§ TASK BRIEF
Here is the task for the records below: repeat exactly the lines from the one with "Objective: for every instance of the rice stalk, indicate" to the one with "Objective: for every instance of the green", both included, and nothing else.

§ MATERIAL FOR THE TASK
----

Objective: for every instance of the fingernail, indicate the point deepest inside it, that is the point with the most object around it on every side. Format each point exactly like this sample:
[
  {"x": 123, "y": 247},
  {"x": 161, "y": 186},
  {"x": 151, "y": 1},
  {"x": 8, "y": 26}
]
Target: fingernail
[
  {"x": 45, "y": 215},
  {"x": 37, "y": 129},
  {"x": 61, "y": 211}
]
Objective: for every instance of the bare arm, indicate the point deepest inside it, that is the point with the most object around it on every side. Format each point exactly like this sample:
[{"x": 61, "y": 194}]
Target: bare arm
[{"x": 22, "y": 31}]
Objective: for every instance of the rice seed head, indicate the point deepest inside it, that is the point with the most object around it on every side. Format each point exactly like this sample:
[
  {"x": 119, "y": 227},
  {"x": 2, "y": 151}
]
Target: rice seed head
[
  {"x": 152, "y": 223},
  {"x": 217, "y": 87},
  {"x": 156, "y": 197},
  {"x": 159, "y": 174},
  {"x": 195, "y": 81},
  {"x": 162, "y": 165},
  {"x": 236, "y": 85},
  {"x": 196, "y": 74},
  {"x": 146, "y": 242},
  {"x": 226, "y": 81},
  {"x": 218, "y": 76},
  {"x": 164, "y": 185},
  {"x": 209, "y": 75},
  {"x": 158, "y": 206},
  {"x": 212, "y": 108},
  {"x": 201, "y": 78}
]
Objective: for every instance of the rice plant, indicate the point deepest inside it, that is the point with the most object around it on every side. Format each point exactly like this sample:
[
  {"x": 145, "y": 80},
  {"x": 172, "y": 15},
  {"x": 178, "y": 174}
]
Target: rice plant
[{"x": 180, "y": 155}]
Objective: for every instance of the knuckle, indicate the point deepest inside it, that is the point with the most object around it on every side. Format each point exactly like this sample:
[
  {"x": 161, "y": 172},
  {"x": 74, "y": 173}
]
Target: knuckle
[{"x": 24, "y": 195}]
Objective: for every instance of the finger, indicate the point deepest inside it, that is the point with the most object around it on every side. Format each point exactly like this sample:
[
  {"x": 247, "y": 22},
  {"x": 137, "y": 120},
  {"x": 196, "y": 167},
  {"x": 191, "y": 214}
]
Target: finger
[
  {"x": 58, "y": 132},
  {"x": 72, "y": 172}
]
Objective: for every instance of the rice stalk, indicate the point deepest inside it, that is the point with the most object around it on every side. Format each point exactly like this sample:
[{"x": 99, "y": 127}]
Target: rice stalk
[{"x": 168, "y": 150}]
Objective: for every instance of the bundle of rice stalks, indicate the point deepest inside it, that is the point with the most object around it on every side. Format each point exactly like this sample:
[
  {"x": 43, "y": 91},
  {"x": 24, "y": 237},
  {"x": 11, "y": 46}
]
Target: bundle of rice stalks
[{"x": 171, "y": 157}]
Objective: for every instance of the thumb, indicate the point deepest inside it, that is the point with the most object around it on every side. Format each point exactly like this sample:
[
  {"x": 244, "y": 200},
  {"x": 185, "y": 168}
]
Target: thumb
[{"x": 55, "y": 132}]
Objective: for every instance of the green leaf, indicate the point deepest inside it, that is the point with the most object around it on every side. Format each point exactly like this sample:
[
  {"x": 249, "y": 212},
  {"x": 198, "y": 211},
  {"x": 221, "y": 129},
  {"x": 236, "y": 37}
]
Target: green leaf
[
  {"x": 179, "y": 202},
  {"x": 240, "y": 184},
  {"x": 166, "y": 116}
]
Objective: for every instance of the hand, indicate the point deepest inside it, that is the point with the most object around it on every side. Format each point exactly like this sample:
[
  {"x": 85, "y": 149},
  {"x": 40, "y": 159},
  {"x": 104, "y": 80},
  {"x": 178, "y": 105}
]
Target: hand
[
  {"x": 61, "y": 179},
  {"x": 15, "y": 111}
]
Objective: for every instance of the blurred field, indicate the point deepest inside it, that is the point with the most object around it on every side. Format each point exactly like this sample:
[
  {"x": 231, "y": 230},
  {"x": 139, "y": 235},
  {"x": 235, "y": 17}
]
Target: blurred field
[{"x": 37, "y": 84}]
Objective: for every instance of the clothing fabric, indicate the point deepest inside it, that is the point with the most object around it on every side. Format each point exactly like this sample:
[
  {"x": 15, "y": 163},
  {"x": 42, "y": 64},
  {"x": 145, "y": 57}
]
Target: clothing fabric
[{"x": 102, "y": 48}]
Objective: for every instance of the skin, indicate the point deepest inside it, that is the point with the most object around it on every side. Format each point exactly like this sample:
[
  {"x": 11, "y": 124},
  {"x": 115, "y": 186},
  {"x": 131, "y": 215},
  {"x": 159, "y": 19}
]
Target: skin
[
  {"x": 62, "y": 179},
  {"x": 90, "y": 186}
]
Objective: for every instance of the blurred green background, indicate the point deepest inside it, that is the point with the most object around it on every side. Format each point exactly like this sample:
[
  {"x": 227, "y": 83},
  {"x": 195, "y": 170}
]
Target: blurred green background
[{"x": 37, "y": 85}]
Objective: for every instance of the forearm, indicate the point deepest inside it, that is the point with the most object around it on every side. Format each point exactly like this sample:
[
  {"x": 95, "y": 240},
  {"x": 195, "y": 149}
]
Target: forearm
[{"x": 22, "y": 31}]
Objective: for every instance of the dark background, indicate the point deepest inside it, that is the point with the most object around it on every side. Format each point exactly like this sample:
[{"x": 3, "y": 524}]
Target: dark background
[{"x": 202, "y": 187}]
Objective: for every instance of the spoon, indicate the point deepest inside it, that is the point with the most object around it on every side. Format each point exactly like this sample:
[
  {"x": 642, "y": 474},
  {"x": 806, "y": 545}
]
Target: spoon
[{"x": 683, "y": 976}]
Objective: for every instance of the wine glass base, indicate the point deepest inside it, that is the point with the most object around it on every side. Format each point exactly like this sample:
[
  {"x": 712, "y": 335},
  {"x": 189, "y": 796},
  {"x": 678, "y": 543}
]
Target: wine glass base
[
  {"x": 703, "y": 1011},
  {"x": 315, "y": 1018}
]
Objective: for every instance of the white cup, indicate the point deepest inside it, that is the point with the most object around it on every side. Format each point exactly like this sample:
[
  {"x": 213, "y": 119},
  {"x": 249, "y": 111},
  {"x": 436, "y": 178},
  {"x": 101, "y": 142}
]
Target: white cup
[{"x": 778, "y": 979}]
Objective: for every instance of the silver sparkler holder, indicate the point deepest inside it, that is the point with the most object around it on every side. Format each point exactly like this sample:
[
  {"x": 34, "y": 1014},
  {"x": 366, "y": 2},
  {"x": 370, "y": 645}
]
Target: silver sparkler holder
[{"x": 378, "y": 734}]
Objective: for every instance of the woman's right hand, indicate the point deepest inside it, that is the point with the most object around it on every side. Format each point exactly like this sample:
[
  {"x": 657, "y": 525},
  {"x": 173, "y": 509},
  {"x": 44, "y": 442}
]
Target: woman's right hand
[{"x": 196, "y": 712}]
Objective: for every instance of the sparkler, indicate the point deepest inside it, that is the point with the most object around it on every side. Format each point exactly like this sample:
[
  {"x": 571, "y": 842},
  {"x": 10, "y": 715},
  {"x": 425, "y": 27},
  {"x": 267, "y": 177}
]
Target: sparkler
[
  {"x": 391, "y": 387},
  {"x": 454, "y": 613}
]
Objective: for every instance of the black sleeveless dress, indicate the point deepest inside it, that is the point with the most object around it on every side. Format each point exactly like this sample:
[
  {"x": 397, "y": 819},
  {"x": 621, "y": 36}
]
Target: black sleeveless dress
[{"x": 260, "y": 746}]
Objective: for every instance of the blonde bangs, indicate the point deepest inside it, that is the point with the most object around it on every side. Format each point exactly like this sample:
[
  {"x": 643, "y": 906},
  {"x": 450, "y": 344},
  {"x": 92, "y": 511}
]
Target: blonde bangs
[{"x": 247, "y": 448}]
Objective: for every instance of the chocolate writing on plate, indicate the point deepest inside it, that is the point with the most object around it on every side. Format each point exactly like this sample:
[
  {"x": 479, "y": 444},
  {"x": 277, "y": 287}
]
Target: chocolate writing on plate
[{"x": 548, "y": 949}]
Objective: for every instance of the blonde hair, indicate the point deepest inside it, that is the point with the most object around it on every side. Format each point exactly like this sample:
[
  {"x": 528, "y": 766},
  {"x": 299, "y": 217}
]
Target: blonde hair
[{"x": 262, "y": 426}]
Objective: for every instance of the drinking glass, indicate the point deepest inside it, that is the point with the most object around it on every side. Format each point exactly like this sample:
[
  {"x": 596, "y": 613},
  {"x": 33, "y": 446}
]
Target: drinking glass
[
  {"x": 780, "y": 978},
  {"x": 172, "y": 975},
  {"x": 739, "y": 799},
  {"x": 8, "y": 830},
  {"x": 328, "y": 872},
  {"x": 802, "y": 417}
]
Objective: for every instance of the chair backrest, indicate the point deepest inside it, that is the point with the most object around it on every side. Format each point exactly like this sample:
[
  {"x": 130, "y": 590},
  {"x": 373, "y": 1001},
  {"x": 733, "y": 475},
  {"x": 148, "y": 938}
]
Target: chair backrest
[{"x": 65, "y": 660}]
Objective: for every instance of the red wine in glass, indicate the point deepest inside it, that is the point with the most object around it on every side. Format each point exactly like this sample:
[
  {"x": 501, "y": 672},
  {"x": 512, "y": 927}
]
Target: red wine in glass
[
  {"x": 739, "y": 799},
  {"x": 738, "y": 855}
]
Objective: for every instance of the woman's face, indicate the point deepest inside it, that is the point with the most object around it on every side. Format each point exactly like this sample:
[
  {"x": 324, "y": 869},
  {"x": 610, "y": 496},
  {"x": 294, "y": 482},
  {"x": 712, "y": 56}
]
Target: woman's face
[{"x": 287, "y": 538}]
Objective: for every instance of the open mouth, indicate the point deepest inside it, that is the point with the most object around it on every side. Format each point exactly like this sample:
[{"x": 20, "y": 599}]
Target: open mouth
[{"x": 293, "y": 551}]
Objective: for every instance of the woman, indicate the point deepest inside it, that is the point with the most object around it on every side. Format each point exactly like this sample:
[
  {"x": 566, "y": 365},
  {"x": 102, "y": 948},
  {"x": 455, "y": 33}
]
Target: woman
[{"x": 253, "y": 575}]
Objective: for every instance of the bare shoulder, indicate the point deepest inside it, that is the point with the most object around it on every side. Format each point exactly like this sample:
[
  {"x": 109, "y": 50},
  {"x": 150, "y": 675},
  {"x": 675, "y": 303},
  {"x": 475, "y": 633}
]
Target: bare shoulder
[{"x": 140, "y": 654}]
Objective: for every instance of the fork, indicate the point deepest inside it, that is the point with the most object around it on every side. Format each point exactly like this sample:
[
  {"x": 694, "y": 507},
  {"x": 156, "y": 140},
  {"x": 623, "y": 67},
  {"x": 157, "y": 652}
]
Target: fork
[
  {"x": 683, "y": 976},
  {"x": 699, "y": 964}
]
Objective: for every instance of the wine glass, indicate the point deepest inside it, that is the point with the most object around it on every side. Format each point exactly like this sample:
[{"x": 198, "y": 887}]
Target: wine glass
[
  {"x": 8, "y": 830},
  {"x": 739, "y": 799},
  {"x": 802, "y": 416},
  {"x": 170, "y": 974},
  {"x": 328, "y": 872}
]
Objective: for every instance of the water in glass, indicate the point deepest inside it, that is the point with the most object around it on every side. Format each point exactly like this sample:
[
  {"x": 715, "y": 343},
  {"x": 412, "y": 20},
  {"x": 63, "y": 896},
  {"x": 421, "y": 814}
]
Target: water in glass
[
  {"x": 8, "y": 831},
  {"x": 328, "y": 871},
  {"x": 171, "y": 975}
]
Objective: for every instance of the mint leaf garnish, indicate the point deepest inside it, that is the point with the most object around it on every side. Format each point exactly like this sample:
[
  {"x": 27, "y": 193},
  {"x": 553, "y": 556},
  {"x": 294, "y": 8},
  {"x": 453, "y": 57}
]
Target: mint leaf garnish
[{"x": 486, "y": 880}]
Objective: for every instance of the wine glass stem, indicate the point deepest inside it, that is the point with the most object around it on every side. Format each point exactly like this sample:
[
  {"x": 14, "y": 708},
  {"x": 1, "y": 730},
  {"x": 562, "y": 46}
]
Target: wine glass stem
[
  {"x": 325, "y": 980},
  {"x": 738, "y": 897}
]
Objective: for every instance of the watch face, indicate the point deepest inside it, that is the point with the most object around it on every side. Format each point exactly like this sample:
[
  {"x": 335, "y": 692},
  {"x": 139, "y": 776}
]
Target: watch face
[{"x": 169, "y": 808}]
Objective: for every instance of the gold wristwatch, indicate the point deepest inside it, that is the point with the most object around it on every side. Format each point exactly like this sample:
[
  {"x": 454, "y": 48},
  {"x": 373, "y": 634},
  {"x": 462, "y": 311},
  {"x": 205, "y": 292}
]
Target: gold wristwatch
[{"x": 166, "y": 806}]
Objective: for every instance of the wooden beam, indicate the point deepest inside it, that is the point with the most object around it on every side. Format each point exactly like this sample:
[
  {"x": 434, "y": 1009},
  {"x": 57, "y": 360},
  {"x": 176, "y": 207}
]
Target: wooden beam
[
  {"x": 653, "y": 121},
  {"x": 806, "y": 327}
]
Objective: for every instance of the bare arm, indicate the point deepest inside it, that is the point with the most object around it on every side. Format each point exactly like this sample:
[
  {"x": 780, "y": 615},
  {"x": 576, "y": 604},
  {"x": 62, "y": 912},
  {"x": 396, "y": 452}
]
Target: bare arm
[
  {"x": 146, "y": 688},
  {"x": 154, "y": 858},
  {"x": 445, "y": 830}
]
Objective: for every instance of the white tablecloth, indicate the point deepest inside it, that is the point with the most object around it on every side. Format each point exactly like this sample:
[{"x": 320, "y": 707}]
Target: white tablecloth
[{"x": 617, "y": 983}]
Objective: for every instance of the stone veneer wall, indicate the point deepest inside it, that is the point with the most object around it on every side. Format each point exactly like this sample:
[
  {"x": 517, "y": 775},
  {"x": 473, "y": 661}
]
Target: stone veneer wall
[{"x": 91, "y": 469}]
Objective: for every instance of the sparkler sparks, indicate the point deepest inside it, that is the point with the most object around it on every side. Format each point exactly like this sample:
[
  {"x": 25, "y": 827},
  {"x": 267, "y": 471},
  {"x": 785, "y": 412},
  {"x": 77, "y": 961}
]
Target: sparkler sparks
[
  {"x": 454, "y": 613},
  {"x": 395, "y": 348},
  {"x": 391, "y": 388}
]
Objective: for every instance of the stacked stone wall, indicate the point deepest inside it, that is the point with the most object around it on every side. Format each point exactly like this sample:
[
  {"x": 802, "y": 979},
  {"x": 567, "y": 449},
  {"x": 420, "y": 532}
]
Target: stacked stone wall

----

§ RESULT OF THIS TASK
Objective: for every instance of the rice stalk, indicate the point deepest inside it, that is the point with the most object around it on every side. Format each point exactly like this sample:
[{"x": 99, "y": 127}]
Target: rice stalk
[{"x": 168, "y": 150}]
Objective: for every instance of the bundle of rice stalks, indicate the point deepest inside it, that is the point with the most object around it on every side. Format each point exactly like this sample:
[
  {"x": 43, "y": 91},
  {"x": 24, "y": 237},
  {"x": 11, "y": 46}
]
Target: bundle of rice stalks
[{"x": 171, "y": 157}]
Objective: for every instance of the thumb, indicate the point deepest inside it, that is the point with the most object around it on every side. Format each point exactly like this sample:
[
  {"x": 244, "y": 200},
  {"x": 185, "y": 168}
]
Target: thumb
[{"x": 55, "y": 132}]
Objective: for every instance of the green leaf, indicate the point deepest inside it, that is the point with the most object around it on every side. Format each point exactly like this sample:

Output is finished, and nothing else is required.